§ Objectives:
a - In the education reform text, what Latin term does the writer give for "lies"?
b - Copy the part of the education reform text starting with "The only way" and going on through "anything, including teaching.".

Education reform efforts have been facing quite the backlash recently. You may suspect that teachers as a body are resistant to change, and perhaps afraid of a little accountability. You may wonder why they resent rhetoric promoting ‘higher expectations’.
You’re not entirely wrong. Few of us, teachers or no, like change or higher demands on our time and energy – especially when they come from people who have no idea what we do or what they’re talking about.
I’d like to respectfully suggest, however, that we make note of some of the assumptions behind most education reform talk. If the assumptions are accurate, then we can debate the best course forward.
If, however, the majority of ‘reform’ rhetoric is based on mistaken assumptions or intentionally propagated inaccuracies (what we in the education business sometimes call ‘lies’, or in the Latin, bovis stercus), then those assumptions and assertions must first be corrected. Otherwise, anything built upon them is destined to fail – and perhaps do great harm along the way.
Assumption #1: Teachers just aren’t trying very hard.
The only way VAM and TLE and other teacher evaluation measurements make any sense or improve anything is if they spur teachers to do a better job. If teachers are capable of doing something better, and aren’t doing it now, the only reasonable inference is that they don’t care enough to improve otherwise.
If we believe that, let’s say so. A little evidence to support such an idea wouldn’t hurt, either. It’s probably not true in most cases, so that part might be tricky.
Assumption #2: Teachers aren’t very good at anything, including teaching.
You remember the old line – “Those who can, do; those who can’t, teach.” It’s been updated recently – those who can’t do, can’t teach, either.
If the solution is ‘raising the bar’ for those entering the classroom, then the problem must be that those choosing education aren’t smart enough to do what they’re hired to do. If that’s true, it’s worth asking what would be useful in drawing ‘smarter’ people into the field – or how to better educate those already willing.
But in the same way it’s tricky to devise a universal method to accurately assess a diverse body of students, it’s nearly impossible to delineate a specific knowledge base and set of skills you wish to demand of adults working with a heterogeneous mass of kids through a long series of unpredictable circumstances.
So… good luck with that.
Assumption #3: There’s a surplus of highly qualified, brilliant, dedicated people just dying to get into the classroom if the bad, tenured and unionized teachers would just get out of the way.
No one wants this job.
Buy a few drinks for an administrator of your choice and start asking them for funny ‘teacher interview’ stories. You don’t like the people they’ve hired? You should see the lot they’ve turned away, even when it means unfilled positions.

§ Provided material:
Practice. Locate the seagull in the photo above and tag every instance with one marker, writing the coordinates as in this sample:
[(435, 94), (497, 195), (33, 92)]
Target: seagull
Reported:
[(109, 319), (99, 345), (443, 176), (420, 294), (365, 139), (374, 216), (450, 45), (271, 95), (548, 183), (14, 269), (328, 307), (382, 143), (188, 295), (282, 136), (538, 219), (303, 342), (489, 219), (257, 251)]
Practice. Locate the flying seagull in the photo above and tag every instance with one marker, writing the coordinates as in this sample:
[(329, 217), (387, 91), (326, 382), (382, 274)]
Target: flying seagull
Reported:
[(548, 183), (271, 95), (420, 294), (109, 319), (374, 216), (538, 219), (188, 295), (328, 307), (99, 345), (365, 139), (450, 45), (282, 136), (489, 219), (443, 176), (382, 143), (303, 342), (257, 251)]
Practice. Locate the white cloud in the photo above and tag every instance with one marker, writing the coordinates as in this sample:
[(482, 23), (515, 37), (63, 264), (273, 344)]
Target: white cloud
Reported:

§ The responses:
a - Bovis stercus.

b -
The only way VAM and TLE and other teacher evaluation measurements make any sense or improve anything is if they spur teachers to do a better job. If teachers are capable of doing something better, and aren’t doing it now, the only reasonable inference is that they don’t care enough to improve otherwise.
If we believe that, let’s say so. A little evidence to support such an idea wouldn’t hurt, either. It’s probably not true in most cases, so that part might be tricky.
Assumption #2: Teachers aren’t very good at anything, including teaching.